_RECORDS SHOWN:_
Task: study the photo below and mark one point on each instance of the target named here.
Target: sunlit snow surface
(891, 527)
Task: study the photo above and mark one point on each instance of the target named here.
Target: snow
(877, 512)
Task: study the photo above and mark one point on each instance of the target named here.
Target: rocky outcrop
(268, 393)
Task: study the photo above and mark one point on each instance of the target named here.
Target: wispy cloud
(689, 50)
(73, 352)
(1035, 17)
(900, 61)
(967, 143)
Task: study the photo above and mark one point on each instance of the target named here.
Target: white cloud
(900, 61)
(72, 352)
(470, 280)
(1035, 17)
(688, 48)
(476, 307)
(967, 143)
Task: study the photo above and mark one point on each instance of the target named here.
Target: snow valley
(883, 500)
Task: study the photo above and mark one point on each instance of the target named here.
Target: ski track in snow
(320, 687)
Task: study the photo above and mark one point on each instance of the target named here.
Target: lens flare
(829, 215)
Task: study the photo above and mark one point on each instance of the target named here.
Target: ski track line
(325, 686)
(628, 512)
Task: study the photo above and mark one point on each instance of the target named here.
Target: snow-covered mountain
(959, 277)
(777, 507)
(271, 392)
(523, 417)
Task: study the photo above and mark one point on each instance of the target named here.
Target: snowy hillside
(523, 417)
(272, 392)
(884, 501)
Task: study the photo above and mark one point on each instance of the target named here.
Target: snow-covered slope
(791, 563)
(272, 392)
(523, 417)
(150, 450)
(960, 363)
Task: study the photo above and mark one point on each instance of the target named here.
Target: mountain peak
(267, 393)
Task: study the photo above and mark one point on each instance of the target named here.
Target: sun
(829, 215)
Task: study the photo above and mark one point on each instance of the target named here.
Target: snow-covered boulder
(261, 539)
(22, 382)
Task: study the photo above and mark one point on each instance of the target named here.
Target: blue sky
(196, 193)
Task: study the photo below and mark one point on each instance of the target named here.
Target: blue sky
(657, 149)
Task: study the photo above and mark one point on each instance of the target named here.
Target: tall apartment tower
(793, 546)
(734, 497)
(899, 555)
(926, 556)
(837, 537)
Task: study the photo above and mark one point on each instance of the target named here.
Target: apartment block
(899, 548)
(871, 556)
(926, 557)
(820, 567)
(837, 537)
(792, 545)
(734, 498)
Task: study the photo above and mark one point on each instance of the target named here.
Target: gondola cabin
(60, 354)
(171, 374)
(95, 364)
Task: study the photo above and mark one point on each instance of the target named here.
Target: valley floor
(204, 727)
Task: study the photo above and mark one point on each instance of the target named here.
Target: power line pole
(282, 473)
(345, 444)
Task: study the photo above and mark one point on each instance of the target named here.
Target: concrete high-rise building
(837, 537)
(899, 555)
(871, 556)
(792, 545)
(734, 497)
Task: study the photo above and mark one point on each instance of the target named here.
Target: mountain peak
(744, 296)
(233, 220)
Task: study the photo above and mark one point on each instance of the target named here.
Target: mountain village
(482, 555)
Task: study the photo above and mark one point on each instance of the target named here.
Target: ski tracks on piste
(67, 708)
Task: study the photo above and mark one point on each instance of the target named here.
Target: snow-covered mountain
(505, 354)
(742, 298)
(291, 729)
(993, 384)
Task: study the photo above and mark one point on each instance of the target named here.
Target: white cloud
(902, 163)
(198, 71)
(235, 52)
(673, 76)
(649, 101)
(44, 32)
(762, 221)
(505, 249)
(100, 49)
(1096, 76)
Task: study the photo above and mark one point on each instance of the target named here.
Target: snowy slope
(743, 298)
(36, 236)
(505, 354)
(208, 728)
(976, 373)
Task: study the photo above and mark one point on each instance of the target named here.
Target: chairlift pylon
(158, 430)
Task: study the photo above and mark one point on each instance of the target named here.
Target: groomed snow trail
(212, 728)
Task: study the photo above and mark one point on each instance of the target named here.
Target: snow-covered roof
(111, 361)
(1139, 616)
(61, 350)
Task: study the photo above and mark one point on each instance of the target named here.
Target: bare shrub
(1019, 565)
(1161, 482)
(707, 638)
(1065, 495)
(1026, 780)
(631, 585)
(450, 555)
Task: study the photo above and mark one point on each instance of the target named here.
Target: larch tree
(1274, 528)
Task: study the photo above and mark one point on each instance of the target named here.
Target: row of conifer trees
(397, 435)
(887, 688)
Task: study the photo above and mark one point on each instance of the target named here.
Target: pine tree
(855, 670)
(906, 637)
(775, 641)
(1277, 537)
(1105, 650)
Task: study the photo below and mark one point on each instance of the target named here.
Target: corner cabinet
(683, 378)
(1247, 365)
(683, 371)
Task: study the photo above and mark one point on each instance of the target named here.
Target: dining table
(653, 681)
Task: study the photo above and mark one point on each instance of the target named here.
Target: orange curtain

_WHAT THE TASK ASKS:_ Give the listing above again, word for word.

_SOLUTION TO THIS EXERCISE:_
Task: study the photo below and mark one point on each instance of the target named here.
Target: sunlit snow surface
(891, 527)
Task: study the photo above and mark one point on each instance of the target named here.
Target: snow
(877, 512)
Task: study the photo above and mark one point on each instance of the target named here.
Target: rocky outcrop
(268, 393)
Task: study the photo above and mark one point on each instance of the target named here.
Target: wispy cloud
(689, 50)
(73, 352)
(1035, 17)
(900, 61)
(967, 143)
Task: study the photo above and mark one point on each instance of the target named here.
Target: white cloud
(900, 61)
(72, 352)
(470, 280)
(1035, 17)
(688, 48)
(476, 307)
(967, 143)
Task: study the photo above and mark one point on each instance of the target named here.
Target: snow valley
(883, 500)
Task: study the photo above and mark one point on each instance of the target named here.
Target: ski track in snow
(320, 687)
Task: study the photo above and mark one point on each instance of the target named here.
Target: lens flare
(829, 215)
Task: study the photo above and mark one point on each instance of the target named here.
Target: ski track line
(325, 686)
(628, 512)
Task: study the photo above and mark one point on each instance of the target named here.
Target: snow-covered mountain
(959, 277)
(777, 507)
(271, 392)
(523, 417)
Task: study the photo above and mark one point on each instance of the target named here.
Target: snowy hillside
(523, 417)
(272, 392)
(884, 501)
Task: study the photo above and mark one point on each instance of the target named here.
Target: snow-covered slope
(791, 563)
(272, 392)
(523, 417)
(150, 450)
(960, 363)
Task: study the photo above and mark one point on each instance of the target named here.
Target: mountain peak
(267, 393)
Task: study the photo above and mark one point on each instance of the target named here.
Target: sun
(829, 215)
Task: study the photo above and mark one point on each instance of the target named here.
Target: snow-covered boulder
(261, 539)
(22, 382)
Task: study the photo above and mark one point on each instance of the target named here.
Target: blue sky
(196, 193)
Task: study the photo below and mark one point on each instance of the target named here.
Target: blue sky
(657, 149)
Task: study the photo above and mark one point on each instance of the target named here.
Target: tall apartment tower
(793, 546)
(734, 497)
(899, 555)
(926, 556)
(837, 537)
Task: study the photo above and mark one point on each instance of the target named here.
Target: apartment block
(899, 548)
(871, 556)
(926, 557)
(820, 567)
(837, 537)
(792, 545)
(734, 498)
Task: study the photo above and mark one point on each instance of the target named here.
Target: gondola cabin
(60, 354)
(171, 374)
(95, 364)
Task: study the photo above and mark one point on each instance of the target named here.
Target: valley floor
(204, 727)
Task: study the photo above and mark one point on each instance of the target named here.
Target: power line pole
(282, 473)
(345, 444)
Task: study the photo above and mark one point on each instance of the target named here.
Target: concrete high-rise building
(837, 537)
(899, 555)
(871, 556)
(792, 545)
(734, 497)
Task: study the photo above and mark one point on each instance of the target named here.
Target: mountain peak
(744, 296)
(233, 220)
Task: study the photo above and mark one point on each instance of the target named here.
Target: mountain village
(482, 555)
Task: study the photo above and mark one point on each instance of the target named here.
Target: ski tracks on piste
(67, 708)
Task: study the photo above and mark one point on each instance of the target named here.
Target: snow-covered mountain
(505, 354)
(742, 298)
(291, 729)
(993, 384)
Task: study the photo above and mark one point on each instance of the target named here.
Target: white cloud
(902, 163)
(198, 71)
(235, 52)
(673, 76)
(649, 101)
(44, 32)
(762, 221)
(505, 249)
(100, 49)
(1096, 76)
Task: study the photo above and mark one point on each instance of the target named here.
Target: snowy slope
(743, 298)
(36, 236)
(505, 354)
(208, 728)
(976, 373)
Task: study the photo above and mark one point on each instance of the target named here.
Target: chairlift pylon
(158, 430)
Task: study the photo above and mark one point on each instance of the target named here.
Target: groomed snow trail
(212, 728)
Task: study the photo above and mark one point on each instance of the target named here.
Target: snow-covered roof
(111, 361)
(1139, 616)
(61, 350)
Task: study the photo above and mark one point on each instance of the target named here.
Target: bare shrub
(1019, 565)
(1161, 482)
(707, 638)
(1065, 495)
(1026, 780)
(631, 585)
(450, 555)
Task: study the photo above and mark one point on each instance of the target named here.
Target: larch tree
(1274, 528)
Task: study the photo above and mark one point on each instance of the target named here.
Target: row of conifer trees
(397, 435)
(887, 688)
Task: study the photo above and mark one point on each instance of the target named here.
Target: pine tree
(855, 670)
(906, 637)
(775, 641)
(1277, 537)
(1105, 650)
Task: study the photo below and mark one point on each instance of the target named here.
Target: corner cabinet
(683, 378)
(1247, 365)
(683, 371)
Task: study the photo above and mark one point on each instance of the target named here.
Target: dining table
(653, 681)
Task: study the photo above and mark one point on each instance of the target named here.
Target: orange curtain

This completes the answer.